## Набор заданий
- A) Что, по словам текста о поэзии и трагедии, делает поэзия земли, если знает, что умрет? Перечислите все ее действия.
- B) Продолжите текст о поэзии и трагедии после его последнего предложения.

## Фрагмент текста
○ ○ ○ ○ ○ ○ ○

Поэзия земли не умирает, но если знает, что умрет – челнок надежный выбирает, бросает весла и плывет – и что бы дальше ни случилось, надежда рухнула вполне и потому не разлучилась летать на слуховой волне. Скажи мне, что под небесами любезнее любимым небесам, чем плыть с открытыми глазами на дне, как раненый Тристан?...цит. |
Полный, зрячий, уверенный – «с открытыми глазами» – отказ от попыток обойти крутизну трагедии и
трагического катарсиса; выбор бедственного и просветляющего смысла взамен игр бессмысленных и безопасных,
каковые чем дальше, тем вернее не угрожают ровно ничем – кроме такой малости, как погибель души. Знание
о том, чем платят за смысл.

○ ○ ○ ○ ○ ○ ○

[Данные локализации: одна точка на каждый объект]
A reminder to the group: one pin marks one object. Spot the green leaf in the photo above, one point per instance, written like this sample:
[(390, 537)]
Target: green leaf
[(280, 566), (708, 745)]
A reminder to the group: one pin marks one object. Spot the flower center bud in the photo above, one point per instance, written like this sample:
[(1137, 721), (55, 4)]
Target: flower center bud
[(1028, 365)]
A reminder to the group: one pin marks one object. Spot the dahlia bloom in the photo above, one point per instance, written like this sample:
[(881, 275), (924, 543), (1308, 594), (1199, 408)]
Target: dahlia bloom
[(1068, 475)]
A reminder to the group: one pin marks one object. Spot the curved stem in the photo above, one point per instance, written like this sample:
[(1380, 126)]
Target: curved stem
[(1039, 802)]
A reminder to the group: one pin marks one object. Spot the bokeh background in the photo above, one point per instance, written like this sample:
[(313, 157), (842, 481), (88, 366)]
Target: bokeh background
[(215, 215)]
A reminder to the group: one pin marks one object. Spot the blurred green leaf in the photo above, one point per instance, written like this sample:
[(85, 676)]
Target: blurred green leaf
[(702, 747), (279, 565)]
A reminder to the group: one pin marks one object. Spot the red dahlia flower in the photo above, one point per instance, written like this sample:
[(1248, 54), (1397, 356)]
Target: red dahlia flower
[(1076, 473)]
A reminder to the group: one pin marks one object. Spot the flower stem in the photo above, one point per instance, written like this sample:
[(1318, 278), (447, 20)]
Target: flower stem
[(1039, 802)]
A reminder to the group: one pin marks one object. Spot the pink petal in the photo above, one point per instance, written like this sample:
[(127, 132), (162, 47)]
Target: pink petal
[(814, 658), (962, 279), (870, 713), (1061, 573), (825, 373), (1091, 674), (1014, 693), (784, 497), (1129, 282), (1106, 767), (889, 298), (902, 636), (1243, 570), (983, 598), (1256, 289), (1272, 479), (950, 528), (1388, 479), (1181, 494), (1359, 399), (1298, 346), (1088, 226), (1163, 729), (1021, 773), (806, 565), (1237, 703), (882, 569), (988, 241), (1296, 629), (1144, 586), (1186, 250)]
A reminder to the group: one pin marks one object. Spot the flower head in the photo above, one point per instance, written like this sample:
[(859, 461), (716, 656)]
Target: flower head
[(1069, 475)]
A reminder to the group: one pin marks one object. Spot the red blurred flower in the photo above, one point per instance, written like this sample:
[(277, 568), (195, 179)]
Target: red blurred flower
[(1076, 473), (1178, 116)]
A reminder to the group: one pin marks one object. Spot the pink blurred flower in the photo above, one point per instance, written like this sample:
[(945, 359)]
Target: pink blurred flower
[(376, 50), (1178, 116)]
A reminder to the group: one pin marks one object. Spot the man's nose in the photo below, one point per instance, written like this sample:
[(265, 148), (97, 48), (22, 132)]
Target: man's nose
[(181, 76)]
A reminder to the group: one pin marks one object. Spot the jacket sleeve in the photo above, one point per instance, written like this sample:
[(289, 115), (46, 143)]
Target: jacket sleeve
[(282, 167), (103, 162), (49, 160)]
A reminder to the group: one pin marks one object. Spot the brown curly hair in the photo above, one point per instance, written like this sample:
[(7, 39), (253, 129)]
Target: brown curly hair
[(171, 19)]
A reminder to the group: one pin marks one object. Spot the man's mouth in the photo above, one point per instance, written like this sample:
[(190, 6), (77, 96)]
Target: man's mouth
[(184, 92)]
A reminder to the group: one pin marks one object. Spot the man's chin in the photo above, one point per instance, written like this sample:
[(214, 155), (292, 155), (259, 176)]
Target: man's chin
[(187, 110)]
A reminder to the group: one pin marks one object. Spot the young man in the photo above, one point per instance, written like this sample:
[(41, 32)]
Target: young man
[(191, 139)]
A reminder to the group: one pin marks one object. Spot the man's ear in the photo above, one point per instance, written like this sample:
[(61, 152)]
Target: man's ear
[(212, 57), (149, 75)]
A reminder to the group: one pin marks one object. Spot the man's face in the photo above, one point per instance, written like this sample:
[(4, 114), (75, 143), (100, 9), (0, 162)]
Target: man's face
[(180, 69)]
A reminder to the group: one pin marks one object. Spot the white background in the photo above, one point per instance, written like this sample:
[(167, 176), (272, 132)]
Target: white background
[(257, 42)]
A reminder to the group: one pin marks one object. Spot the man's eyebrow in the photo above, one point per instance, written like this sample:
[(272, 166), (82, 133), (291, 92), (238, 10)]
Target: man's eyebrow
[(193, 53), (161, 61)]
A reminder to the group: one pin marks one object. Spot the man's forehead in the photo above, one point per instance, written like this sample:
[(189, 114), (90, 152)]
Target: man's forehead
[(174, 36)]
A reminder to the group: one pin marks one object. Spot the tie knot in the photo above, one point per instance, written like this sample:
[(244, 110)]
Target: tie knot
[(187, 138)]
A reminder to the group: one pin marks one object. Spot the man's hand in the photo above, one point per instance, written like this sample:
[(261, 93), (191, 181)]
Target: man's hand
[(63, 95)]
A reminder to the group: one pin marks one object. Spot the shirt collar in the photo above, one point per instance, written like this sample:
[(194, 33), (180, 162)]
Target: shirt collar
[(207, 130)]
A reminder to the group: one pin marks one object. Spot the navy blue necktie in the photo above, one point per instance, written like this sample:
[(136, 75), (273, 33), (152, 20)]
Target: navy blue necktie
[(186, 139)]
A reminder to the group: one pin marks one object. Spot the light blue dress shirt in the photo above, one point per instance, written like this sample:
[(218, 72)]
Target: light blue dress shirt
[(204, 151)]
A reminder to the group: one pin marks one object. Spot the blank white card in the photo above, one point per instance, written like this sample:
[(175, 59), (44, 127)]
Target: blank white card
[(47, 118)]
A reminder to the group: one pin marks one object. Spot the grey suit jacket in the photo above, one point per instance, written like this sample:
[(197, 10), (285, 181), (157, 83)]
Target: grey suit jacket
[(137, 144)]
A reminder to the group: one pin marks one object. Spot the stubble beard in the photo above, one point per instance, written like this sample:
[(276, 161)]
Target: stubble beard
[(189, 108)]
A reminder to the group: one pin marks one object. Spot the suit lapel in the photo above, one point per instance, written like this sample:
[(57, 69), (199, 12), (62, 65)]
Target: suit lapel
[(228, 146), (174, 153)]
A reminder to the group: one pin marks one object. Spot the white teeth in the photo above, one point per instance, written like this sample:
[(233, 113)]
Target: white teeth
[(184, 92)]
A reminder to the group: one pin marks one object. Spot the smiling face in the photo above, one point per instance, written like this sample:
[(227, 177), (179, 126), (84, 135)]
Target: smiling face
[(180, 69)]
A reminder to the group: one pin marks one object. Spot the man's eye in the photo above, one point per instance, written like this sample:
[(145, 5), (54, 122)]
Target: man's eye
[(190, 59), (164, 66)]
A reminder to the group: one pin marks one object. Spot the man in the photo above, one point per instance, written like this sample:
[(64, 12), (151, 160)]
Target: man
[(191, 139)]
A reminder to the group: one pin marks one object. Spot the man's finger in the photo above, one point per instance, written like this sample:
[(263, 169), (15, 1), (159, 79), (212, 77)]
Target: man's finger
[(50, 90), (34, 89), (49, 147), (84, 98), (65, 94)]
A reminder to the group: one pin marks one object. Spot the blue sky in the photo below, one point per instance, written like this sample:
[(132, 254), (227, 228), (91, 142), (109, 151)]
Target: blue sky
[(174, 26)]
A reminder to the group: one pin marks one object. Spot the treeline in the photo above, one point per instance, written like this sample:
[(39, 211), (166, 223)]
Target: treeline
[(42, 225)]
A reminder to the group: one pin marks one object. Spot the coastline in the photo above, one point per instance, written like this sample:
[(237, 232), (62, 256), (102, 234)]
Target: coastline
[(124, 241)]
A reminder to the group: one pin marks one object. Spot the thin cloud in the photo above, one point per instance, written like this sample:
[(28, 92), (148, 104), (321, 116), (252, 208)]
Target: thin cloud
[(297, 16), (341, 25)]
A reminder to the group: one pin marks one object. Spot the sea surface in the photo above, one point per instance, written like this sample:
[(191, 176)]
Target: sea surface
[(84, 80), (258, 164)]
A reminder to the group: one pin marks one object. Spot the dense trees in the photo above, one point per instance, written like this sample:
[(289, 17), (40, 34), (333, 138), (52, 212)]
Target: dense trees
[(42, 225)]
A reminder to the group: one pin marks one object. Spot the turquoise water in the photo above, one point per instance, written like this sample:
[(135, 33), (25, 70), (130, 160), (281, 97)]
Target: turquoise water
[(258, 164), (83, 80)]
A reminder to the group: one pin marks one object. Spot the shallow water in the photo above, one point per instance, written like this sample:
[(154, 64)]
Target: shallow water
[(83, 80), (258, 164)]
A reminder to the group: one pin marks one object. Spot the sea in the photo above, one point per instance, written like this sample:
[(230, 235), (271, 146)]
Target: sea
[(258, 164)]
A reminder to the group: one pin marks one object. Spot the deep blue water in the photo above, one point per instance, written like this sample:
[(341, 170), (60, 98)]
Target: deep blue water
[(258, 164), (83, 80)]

○ ○ ○ ○ ○ ○ ○

## Ответы к заданиям
- A) Выбирает надежный челнок, бросает весла и плывет.

- B)
Один святой полюбит Божий суд и хвалит казнь, к какой его везут, и ветер на пустой дороге.цит. |
И в каждом слове – то, что на языке аскетической традиции именуется «памятью смертной»: умение смотреть в сторону конца, не отводя глаз, пристально и зорко. Для нее характерна догадка о целительном действии сосредоточенного памятования о конце. Догадка эта высказывается особенно отчетливо в стихотворении «Давид поет Саулу» – дерзновенном споре с одноименными стихами Райнера Мариа Рильке (вообще говоря, одной из «неподвижных звезд» небосвода Седаковой). Библия повествует о том, как злой дух смущал богооставленного царя Саула; и тогда «Давид, взяв гусли, играл, – и отраднее и лучше становилось Саулу, и дух злой отступал от него» (I Книга Царств, глава 16, стихи 14-23). И вот вопрос: какой песнью, силой каких образов одолевал Давид уныние недужного душой царя? У Рильке это чувственные образы, призрак гедонического упоения («Deine Nächte, König, deine Nächte...» 1). Стихи Седаковой – по фактуре куда более близкие к натуральному Рильке, чем лучшие русские переводы,– говорят о совсем, совсем ином: как раз то, что являет себя как полный отказ от утешительности,– «темно и утешиться нечем»,– доходя до неумолимой чистоты, дает тайное, последнее, лежащее за гранью слов утешение.
Как странно, что оракул наших дней возвестил, будто «после Освенцима» нельзя писать стихов. Как
странно. Какое, спрашивается, понятие нужно иметь о стихах, чтобы это сказать? Нелли Закс, так та и вовсе
стала писать свои стихи после Освенцима, из-за Освенцима – в самом буквальном смысле. В чем еще вековечная
суть назначения поэта, если не в том, чтобы перед лицом ужаса обрести не черноту, а целение, не сарказмы,
а псалом, не хулу, а хвалу?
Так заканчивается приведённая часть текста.